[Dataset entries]
————

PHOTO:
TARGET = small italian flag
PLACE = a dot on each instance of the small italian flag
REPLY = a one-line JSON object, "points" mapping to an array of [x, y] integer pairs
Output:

————

**Exercise brief**
Give every entry back exactly as it was written above.

**Answer to this exercise**
PHOTO:
TARGET = small italian flag
PLACE = a dot on each instance of the small italian flag
REPLY = a one-line JSON object, "points" mapping to an array of [x, y] integer pairs
Output:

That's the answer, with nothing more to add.